§ Task brief
Starting at the line with "of the tree" and ending at the line with "[(751, 152), (553, 448)]", write those lines out again with "tree branch" substituted for "tree trunk" and nothing else changed. Give only those lines.

* start Information shown *

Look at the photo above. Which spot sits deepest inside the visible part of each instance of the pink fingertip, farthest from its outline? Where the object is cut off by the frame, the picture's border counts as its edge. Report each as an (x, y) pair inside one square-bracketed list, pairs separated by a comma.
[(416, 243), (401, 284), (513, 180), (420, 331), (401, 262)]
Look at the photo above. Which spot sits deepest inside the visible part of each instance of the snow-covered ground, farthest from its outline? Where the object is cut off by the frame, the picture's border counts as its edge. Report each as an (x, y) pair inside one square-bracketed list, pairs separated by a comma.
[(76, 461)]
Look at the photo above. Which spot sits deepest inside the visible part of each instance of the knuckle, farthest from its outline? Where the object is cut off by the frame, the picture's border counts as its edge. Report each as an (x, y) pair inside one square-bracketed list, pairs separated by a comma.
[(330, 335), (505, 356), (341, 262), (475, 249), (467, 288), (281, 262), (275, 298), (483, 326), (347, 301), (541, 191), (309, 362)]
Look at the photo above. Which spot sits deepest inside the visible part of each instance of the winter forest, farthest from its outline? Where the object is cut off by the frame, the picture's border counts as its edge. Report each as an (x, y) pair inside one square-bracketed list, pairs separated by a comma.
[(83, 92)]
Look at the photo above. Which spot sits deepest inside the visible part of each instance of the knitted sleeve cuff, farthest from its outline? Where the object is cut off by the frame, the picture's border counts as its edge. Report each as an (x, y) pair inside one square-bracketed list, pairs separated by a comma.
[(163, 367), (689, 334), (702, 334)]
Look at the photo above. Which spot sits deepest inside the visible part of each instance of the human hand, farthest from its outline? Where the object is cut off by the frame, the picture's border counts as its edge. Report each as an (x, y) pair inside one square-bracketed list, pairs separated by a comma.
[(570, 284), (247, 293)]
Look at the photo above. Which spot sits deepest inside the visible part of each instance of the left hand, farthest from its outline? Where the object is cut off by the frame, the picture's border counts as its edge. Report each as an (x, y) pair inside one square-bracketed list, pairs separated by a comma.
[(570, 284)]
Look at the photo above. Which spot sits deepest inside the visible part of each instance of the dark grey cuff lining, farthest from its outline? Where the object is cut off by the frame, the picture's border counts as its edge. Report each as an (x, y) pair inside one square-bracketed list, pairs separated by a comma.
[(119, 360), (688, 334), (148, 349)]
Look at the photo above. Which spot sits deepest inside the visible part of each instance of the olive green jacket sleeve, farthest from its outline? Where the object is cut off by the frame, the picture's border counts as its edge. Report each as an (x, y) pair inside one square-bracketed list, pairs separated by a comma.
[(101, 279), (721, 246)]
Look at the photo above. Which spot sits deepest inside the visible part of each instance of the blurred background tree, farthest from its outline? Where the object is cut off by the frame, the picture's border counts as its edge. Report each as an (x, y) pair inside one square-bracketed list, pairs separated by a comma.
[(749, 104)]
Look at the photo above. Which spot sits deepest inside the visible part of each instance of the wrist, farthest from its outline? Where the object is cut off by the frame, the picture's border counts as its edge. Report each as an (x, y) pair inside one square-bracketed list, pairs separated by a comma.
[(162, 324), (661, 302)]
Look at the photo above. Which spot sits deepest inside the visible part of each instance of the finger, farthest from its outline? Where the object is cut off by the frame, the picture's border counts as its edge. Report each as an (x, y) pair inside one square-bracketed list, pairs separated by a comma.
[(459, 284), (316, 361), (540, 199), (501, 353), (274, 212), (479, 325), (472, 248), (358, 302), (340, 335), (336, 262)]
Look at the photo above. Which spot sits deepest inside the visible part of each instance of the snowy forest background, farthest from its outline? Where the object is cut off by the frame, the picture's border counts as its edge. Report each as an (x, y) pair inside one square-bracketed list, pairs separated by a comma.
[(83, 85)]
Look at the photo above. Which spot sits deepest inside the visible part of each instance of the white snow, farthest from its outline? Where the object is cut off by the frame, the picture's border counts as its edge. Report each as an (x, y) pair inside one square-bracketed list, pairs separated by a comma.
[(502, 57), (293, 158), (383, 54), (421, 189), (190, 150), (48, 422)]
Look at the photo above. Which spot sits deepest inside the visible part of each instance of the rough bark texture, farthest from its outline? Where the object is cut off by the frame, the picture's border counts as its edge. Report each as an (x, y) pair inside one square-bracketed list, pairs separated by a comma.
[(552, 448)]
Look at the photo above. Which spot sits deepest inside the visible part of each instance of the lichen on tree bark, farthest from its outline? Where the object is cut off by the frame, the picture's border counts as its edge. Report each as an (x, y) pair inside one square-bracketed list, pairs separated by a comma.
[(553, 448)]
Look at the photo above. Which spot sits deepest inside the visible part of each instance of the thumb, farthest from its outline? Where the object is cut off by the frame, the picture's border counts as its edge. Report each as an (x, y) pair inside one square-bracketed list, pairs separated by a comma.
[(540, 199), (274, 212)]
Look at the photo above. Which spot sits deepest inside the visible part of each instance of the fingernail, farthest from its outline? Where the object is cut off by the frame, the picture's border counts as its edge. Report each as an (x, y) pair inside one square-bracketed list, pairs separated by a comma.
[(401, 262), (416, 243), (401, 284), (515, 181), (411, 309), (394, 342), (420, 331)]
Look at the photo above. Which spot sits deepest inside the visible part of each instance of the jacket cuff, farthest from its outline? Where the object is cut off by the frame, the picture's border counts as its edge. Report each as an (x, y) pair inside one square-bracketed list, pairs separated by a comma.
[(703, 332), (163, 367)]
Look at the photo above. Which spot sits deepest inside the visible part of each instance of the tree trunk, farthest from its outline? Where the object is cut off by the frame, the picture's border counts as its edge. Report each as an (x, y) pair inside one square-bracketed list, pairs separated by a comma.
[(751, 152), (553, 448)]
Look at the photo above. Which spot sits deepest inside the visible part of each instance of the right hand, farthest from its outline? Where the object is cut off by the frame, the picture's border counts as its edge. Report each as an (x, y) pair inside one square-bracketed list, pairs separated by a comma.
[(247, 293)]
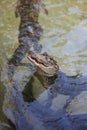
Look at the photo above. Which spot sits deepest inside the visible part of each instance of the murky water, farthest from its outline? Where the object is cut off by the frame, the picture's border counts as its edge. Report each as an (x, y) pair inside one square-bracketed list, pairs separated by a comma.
[(65, 38)]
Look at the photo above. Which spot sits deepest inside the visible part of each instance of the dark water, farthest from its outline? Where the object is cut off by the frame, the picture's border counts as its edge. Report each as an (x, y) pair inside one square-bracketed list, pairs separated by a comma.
[(64, 104)]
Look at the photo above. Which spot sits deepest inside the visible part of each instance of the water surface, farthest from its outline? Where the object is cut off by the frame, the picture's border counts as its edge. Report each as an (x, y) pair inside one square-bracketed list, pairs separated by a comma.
[(65, 38)]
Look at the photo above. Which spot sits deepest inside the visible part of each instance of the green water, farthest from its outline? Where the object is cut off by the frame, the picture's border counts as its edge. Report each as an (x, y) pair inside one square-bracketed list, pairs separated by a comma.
[(65, 36)]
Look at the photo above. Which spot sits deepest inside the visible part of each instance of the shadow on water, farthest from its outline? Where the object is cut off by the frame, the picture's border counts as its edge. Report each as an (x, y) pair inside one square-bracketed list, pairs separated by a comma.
[(39, 113)]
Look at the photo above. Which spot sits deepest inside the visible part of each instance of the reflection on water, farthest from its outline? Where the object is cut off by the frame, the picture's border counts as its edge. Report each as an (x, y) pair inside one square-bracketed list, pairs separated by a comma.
[(64, 37)]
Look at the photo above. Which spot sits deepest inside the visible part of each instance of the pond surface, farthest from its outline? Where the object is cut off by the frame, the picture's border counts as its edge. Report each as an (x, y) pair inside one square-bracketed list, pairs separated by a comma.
[(65, 38)]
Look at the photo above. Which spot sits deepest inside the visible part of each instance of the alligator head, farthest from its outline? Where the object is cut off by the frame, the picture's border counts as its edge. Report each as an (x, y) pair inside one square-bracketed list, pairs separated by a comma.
[(46, 67)]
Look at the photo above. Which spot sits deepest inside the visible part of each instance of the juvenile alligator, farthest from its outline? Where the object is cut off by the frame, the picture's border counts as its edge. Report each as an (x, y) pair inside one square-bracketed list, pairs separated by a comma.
[(46, 68)]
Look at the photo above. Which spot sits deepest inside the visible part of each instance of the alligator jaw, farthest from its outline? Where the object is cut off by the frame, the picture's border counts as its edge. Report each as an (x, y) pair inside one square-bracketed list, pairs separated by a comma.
[(46, 68)]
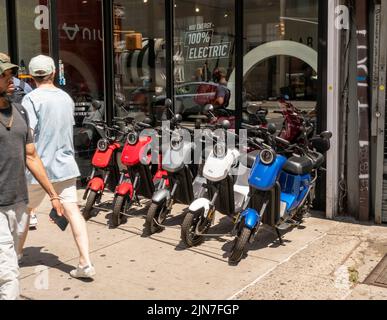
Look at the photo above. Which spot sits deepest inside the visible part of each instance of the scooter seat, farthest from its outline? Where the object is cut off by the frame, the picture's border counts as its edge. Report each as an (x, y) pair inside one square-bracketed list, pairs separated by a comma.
[(251, 156), (298, 166)]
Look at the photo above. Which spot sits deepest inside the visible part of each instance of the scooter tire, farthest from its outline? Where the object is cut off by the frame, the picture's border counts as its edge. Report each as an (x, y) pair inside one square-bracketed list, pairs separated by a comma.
[(119, 203), (188, 228), (91, 199), (240, 246), (151, 227)]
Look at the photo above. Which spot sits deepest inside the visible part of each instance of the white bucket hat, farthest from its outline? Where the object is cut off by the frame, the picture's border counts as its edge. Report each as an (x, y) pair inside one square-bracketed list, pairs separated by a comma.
[(41, 66)]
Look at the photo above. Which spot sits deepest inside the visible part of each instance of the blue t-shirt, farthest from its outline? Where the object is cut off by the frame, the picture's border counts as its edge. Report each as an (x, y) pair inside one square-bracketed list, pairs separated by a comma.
[(51, 114)]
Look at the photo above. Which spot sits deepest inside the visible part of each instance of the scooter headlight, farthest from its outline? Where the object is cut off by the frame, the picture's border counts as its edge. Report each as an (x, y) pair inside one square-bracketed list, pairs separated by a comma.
[(102, 145), (132, 138), (176, 143), (267, 156), (220, 150)]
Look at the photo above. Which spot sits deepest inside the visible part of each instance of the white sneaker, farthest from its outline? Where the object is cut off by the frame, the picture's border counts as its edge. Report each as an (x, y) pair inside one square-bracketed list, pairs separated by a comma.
[(83, 272), (33, 221)]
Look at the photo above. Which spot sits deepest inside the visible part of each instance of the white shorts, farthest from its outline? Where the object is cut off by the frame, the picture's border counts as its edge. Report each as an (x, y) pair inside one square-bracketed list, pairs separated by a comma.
[(66, 190)]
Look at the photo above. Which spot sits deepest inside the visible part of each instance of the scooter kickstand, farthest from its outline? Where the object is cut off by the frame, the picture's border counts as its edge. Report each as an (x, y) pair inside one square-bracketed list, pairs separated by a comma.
[(279, 236)]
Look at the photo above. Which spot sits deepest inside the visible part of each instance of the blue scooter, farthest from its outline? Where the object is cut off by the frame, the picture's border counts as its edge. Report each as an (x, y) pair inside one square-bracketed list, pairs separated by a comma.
[(285, 182)]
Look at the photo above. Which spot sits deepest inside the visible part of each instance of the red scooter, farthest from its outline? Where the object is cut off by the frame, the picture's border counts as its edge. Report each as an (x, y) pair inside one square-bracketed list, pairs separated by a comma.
[(137, 178), (103, 165)]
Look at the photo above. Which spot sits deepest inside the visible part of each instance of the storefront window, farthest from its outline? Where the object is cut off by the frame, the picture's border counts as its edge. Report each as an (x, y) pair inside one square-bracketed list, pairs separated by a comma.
[(3, 28), (204, 49), (280, 61), (139, 58), (33, 32)]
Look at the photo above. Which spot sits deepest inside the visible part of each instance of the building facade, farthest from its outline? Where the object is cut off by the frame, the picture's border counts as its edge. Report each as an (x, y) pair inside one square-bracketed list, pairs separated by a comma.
[(131, 54)]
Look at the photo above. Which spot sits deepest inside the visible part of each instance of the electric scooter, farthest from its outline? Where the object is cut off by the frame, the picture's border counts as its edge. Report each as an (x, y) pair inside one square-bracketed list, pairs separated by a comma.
[(103, 163), (285, 189), (137, 178)]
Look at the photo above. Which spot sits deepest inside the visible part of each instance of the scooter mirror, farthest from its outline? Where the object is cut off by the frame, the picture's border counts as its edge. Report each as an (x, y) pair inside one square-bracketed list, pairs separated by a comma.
[(326, 135), (178, 118), (208, 108), (97, 104), (226, 124), (272, 129), (168, 103)]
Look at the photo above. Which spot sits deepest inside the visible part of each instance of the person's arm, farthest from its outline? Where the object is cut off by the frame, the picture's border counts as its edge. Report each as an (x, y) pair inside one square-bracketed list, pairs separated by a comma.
[(35, 165)]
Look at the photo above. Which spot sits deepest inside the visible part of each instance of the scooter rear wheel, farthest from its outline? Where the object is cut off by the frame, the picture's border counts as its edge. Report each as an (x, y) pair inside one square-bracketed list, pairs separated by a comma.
[(154, 212), (240, 246), (188, 228), (91, 199), (119, 204)]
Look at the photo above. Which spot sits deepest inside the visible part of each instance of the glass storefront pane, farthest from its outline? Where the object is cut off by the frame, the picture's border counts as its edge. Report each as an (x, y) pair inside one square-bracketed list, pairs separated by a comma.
[(81, 71), (3, 28), (139, 58), (33, 32), (280, 56), (204, 47)]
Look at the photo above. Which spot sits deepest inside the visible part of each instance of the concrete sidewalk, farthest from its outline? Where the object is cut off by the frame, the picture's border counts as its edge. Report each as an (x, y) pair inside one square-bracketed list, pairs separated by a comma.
[(313, 263)]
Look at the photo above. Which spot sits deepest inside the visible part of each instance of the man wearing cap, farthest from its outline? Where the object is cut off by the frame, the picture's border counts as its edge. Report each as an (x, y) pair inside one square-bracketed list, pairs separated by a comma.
[(17, 153), (51, 113)]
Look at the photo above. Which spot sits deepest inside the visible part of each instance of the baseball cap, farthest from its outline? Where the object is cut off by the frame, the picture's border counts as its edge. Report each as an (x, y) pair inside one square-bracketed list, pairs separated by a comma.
[(5, 64), (41, 66)]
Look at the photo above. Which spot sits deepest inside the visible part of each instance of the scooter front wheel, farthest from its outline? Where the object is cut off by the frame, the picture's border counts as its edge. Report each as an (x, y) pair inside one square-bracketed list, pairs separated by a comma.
[(91, 199), (188, 229), (119, 205), (155, 212), (240, 246)]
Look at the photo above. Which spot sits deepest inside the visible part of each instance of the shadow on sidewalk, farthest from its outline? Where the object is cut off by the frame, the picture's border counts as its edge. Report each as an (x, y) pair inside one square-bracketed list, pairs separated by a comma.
[(35, 256)]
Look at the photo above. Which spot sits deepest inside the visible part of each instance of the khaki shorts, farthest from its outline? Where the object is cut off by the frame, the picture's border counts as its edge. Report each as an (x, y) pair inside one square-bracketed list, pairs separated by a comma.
[(66, 190)]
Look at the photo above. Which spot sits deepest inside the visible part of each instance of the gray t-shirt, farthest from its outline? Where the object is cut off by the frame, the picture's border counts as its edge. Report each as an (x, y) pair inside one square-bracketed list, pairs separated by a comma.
[(13, 185), (51, 114)]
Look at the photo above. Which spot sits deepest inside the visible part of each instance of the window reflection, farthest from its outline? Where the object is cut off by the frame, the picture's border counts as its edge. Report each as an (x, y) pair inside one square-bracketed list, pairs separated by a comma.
[(32, 19), (139, 46)]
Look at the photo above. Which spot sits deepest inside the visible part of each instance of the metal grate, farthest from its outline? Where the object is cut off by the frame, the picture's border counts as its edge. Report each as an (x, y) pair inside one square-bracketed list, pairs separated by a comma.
[(378, 277)]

* end Information shown *

§ Finished task
Look at the photo above. Which spot sits deepest inside the visible part of each instance of the tree branch, farthest from its outline? Where the object is cut off by the frame, the picture's border counts as its edge. Report each as an (x, y) pair inside one square-bracketed list, pairs separated by a comma.
[(751, 152), (553, 448)]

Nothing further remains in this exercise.